**Aim of the exercise**: Return the items word for word, starting at their first line and ending at the line that contains "box: [280, 0, 1256, 332]", with that line included.

**Supplied records**:
▶
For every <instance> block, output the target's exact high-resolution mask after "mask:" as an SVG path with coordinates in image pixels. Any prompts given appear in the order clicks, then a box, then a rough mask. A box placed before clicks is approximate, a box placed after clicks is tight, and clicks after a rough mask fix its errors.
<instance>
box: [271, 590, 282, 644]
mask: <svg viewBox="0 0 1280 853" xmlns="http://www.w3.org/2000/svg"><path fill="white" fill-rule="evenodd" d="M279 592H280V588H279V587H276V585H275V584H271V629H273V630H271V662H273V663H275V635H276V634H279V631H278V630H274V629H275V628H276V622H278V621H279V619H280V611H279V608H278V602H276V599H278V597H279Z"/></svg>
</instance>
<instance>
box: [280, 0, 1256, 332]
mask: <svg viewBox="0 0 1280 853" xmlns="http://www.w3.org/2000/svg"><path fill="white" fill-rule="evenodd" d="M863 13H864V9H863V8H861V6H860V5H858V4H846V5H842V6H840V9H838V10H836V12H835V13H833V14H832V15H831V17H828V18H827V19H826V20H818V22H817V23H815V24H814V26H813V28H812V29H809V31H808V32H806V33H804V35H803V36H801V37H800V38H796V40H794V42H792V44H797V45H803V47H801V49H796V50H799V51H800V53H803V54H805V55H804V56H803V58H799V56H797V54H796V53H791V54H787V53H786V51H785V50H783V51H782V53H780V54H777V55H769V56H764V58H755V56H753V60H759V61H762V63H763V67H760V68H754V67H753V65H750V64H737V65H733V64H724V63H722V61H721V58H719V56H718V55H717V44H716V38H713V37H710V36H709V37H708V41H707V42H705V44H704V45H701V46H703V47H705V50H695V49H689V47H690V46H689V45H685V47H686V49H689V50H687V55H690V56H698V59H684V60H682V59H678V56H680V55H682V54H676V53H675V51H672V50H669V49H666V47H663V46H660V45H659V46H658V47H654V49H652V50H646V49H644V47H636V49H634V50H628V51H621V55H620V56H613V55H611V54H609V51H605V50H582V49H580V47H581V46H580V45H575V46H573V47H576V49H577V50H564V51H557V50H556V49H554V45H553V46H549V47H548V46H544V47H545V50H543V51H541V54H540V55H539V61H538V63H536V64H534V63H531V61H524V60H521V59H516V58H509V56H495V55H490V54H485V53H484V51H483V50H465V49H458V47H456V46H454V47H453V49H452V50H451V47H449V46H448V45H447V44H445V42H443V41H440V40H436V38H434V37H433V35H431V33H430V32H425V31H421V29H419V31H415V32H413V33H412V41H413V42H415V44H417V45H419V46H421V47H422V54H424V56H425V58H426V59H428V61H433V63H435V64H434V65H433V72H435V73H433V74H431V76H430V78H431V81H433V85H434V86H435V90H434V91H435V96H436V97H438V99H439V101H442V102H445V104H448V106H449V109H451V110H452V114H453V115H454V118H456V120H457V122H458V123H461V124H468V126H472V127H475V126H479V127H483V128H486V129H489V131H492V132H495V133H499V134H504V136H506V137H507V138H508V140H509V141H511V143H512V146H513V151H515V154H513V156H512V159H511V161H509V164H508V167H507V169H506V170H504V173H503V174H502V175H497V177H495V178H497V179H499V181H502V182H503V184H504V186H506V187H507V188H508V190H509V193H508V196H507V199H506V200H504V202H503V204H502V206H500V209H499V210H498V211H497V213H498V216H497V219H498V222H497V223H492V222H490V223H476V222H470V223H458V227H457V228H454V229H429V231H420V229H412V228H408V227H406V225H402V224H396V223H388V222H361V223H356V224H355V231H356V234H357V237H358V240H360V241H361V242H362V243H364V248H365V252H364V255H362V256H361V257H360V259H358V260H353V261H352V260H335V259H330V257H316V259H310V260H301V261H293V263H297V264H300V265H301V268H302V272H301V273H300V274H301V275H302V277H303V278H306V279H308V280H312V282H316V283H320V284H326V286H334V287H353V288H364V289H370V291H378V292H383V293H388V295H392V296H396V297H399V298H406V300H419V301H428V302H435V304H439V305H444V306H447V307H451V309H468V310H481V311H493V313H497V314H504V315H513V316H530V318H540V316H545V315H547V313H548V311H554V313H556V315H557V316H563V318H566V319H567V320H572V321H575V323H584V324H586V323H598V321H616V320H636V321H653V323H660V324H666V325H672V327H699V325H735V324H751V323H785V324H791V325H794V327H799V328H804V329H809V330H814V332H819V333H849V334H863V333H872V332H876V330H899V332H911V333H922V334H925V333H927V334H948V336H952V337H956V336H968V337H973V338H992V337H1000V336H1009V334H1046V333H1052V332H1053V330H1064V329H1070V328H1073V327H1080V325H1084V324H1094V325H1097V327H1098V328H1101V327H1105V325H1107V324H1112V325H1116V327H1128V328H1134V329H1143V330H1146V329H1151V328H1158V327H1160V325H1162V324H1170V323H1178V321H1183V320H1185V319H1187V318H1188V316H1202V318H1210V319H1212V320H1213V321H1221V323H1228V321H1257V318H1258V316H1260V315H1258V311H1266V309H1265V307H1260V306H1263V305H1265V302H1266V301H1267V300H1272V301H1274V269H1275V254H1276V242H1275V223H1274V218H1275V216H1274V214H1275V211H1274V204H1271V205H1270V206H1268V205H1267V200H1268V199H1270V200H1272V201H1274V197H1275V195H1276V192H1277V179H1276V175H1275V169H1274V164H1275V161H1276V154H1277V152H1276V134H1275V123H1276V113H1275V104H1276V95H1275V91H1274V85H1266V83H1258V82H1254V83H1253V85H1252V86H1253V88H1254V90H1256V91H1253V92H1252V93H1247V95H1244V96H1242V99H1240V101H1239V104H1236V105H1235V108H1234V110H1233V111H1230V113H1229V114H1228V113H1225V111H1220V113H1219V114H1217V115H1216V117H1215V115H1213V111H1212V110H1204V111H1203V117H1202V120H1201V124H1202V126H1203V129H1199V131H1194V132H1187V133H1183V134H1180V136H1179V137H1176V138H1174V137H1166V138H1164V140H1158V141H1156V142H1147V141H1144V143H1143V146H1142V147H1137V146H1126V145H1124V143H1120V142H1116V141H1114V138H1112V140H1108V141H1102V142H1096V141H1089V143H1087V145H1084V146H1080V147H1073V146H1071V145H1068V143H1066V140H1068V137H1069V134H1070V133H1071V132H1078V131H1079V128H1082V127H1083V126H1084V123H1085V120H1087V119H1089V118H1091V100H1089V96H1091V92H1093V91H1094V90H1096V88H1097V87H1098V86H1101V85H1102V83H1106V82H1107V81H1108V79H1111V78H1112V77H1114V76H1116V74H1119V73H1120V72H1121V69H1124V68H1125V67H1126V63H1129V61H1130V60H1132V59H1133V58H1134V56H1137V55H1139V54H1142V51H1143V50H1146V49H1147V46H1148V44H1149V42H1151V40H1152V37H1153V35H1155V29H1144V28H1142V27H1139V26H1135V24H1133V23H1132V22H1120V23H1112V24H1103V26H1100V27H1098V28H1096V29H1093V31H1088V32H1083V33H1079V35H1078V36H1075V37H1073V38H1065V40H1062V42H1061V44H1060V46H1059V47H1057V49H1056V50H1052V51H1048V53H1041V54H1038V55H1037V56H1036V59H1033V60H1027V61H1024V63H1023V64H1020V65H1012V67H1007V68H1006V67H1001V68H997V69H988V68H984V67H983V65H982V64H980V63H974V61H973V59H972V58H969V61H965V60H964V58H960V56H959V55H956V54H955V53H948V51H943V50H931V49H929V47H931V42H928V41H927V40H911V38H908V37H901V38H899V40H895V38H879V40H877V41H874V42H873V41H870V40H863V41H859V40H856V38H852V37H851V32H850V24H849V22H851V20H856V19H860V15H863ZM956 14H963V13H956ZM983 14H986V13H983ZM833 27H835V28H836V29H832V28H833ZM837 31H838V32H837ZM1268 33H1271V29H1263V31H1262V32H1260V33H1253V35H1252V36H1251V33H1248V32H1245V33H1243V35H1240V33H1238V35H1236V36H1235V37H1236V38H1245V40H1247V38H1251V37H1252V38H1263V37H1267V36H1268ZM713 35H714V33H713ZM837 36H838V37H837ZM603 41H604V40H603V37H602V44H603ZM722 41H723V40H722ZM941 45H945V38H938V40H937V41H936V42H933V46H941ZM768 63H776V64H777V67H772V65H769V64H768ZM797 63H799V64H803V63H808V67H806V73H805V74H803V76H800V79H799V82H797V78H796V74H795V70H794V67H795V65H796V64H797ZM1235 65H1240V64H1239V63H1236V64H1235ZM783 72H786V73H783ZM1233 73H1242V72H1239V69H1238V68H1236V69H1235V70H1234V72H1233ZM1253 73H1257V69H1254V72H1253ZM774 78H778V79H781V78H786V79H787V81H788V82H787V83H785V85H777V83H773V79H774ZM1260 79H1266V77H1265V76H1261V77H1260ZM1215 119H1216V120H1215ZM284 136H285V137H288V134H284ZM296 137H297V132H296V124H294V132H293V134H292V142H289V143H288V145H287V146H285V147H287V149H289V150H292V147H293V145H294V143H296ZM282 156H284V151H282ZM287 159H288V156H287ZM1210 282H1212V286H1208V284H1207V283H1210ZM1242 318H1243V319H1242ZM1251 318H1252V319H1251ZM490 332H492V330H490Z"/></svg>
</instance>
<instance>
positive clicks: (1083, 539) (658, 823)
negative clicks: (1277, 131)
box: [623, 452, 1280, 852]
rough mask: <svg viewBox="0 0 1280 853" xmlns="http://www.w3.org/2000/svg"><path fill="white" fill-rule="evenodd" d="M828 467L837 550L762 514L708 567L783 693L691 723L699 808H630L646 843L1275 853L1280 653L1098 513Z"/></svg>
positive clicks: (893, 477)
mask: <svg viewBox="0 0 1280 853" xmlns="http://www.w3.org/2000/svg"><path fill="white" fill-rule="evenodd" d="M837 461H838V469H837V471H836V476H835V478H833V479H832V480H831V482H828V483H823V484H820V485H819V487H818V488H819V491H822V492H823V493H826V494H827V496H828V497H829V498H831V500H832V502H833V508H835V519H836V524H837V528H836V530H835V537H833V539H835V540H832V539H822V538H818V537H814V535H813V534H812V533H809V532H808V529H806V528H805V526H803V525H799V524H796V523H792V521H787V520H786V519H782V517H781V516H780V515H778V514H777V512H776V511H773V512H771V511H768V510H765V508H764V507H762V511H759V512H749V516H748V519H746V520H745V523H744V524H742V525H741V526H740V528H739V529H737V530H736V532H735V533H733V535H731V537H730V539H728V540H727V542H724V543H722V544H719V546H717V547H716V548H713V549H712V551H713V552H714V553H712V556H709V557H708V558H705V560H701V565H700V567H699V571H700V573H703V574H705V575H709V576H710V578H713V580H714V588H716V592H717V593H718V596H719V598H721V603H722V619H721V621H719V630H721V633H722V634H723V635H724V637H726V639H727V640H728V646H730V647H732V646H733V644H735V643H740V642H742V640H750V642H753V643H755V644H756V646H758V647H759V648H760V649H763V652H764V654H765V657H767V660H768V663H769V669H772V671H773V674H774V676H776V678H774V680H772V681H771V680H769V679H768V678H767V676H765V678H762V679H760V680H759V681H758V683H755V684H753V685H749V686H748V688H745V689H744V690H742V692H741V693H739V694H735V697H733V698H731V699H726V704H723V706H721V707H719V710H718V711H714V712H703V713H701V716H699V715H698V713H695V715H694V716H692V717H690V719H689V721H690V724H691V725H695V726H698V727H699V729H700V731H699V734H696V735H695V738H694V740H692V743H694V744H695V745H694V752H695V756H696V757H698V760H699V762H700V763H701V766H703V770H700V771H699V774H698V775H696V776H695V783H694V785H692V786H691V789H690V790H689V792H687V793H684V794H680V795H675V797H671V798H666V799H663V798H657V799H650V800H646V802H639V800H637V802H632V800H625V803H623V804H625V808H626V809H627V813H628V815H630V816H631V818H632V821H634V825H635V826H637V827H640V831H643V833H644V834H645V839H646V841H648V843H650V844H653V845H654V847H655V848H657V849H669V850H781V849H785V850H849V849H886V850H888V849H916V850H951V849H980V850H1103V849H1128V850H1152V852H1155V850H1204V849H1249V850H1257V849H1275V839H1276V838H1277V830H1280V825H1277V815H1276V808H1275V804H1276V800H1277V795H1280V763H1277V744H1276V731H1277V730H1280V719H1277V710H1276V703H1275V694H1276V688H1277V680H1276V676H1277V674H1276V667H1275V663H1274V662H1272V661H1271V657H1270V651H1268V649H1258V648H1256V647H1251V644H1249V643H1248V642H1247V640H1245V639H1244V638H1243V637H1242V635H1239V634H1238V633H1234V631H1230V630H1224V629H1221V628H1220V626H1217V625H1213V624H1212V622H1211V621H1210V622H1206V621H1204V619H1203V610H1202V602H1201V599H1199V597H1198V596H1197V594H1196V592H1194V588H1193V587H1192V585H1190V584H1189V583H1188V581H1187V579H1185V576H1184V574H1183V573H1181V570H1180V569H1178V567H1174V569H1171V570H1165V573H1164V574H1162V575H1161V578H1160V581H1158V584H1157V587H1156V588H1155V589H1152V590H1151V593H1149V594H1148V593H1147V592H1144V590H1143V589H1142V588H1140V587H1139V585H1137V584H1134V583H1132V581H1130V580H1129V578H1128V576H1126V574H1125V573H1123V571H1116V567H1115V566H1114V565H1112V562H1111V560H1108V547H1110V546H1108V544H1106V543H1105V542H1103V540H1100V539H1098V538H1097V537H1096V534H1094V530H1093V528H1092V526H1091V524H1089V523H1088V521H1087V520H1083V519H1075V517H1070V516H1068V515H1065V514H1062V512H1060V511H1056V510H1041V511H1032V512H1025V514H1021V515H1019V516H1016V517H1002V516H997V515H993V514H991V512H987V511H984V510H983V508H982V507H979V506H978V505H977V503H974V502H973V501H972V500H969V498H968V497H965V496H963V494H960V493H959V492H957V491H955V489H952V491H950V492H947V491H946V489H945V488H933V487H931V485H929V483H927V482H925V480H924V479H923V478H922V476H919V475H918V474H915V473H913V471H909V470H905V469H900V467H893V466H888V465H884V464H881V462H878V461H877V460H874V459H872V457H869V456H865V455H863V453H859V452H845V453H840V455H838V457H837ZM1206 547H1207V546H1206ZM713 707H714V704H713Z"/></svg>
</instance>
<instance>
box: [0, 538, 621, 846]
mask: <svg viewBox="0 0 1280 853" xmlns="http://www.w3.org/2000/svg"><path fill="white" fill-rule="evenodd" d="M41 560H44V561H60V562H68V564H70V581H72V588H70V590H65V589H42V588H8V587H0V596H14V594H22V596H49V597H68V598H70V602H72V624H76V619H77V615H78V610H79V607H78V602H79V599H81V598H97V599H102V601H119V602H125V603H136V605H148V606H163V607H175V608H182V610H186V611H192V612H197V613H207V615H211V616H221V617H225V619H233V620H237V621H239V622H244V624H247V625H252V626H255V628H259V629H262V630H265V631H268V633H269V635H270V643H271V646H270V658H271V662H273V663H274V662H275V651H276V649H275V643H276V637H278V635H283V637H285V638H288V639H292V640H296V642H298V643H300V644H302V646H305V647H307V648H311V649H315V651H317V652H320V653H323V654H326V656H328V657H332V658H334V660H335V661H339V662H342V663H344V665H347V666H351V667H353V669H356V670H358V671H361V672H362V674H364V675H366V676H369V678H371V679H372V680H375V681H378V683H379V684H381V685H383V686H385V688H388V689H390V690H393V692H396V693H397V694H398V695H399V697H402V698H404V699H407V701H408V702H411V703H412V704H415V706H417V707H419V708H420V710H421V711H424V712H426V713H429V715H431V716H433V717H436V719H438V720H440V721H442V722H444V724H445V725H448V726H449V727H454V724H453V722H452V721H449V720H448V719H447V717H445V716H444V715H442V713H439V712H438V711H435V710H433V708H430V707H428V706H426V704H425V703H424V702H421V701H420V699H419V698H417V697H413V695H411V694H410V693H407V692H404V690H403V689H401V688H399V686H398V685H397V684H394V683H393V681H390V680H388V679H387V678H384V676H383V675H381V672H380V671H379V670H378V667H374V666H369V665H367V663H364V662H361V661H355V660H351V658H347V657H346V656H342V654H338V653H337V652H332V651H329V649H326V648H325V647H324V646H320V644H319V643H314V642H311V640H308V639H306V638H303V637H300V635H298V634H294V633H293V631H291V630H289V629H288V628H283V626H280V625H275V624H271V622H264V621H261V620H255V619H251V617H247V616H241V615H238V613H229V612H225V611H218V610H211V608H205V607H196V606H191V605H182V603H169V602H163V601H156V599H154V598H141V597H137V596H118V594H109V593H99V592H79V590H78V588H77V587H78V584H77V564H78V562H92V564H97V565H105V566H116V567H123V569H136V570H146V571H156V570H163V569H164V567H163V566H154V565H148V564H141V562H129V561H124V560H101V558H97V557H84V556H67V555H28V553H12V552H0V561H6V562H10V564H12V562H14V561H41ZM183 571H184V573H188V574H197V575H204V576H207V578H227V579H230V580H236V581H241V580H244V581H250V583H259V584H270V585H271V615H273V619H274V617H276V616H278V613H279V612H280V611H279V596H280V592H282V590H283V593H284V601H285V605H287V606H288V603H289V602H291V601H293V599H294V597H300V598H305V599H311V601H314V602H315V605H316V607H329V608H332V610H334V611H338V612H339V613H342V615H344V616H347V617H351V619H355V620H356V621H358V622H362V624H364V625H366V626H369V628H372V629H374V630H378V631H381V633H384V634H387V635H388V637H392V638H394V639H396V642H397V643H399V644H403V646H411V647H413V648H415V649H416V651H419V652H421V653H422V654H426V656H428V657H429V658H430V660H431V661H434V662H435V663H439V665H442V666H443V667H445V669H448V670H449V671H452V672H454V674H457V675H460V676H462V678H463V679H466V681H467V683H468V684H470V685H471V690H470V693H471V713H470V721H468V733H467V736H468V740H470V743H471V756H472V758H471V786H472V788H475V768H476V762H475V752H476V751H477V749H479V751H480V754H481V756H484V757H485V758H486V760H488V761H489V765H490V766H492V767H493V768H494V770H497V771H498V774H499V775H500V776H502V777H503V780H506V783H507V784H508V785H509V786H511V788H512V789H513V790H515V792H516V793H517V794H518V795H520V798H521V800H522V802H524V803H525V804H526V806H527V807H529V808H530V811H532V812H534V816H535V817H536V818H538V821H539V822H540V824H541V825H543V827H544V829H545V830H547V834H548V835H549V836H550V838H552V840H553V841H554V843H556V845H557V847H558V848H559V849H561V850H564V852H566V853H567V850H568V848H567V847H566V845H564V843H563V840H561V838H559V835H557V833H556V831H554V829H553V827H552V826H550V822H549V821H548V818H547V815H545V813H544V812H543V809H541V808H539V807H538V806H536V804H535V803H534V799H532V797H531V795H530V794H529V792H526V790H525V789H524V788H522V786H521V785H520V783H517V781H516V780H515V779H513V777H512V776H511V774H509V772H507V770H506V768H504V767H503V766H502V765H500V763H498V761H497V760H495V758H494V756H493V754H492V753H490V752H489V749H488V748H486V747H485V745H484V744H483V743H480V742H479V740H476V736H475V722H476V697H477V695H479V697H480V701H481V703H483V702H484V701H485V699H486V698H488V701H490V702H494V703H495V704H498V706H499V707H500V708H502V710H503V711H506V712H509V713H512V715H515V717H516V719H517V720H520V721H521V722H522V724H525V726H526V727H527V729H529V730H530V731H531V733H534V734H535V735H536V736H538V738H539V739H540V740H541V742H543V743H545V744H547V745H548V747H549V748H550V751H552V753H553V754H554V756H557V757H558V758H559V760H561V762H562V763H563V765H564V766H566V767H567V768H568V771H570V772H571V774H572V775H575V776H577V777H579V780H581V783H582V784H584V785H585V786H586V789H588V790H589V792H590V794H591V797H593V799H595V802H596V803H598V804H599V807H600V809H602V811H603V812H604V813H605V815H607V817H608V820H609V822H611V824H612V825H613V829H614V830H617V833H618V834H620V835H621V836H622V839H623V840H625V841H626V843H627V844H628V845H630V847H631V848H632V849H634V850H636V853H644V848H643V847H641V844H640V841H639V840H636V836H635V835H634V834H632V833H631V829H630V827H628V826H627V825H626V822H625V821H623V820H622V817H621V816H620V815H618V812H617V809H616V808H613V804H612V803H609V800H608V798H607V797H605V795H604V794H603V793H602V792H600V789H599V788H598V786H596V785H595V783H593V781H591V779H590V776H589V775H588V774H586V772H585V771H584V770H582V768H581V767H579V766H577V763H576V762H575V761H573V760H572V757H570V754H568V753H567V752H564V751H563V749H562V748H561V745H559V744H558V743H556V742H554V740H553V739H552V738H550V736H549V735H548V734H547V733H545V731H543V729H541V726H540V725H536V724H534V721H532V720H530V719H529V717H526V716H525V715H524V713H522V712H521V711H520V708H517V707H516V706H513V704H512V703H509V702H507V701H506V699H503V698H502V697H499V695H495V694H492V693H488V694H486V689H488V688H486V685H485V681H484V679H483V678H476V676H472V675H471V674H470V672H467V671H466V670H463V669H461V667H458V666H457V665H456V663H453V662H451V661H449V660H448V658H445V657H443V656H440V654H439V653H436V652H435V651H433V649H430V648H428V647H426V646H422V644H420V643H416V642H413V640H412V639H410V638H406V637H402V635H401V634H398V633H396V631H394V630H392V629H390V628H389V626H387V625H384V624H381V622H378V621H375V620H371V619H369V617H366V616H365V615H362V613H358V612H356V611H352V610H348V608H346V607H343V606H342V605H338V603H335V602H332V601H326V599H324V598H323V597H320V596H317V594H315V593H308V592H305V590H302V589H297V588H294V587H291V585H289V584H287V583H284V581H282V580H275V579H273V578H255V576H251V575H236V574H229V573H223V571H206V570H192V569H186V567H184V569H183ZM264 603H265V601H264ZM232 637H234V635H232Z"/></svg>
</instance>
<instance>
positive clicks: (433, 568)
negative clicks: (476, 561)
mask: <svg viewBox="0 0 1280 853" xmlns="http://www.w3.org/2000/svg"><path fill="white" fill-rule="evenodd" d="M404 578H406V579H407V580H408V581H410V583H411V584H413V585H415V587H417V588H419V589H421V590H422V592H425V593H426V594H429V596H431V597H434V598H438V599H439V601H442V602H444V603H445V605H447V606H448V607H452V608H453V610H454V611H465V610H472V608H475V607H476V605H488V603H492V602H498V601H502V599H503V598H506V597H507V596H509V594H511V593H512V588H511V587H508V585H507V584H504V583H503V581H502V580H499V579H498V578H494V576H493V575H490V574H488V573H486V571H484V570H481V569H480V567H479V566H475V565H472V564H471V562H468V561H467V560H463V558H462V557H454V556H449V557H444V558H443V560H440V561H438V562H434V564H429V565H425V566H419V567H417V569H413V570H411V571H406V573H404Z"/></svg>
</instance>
◀
**Result below**:
For every <instance> block, output the target's exact high-resolution mask after "mask:" as an SVG path with coordinates in image pixels. Any prompts given appear in the order clicks, then a box, then a rough mask. A box placed before clicks is approximate, a box placed after clicks is tight, and clicks after a rough mask fix its errors.
<instance>
box: [271, 590, 282, 644]
mask: <svg viewBox="0 0 1280 853" xmlns="http://www.w3.org/2000/svg"><path fill="white" fill-rule="evenodd" d="M279 592H280V588H279V587H276V585H275V584H271V629H273V630H271V662H273V663H275V635H276V634H279V631H278V630H274V629H275V628H276V622H278V621H279V619H280V611H279V608H278V602H276V599H278V597H279Z"/></svg>
</instance>
<instance>
box: [280, 0, 1256, 332]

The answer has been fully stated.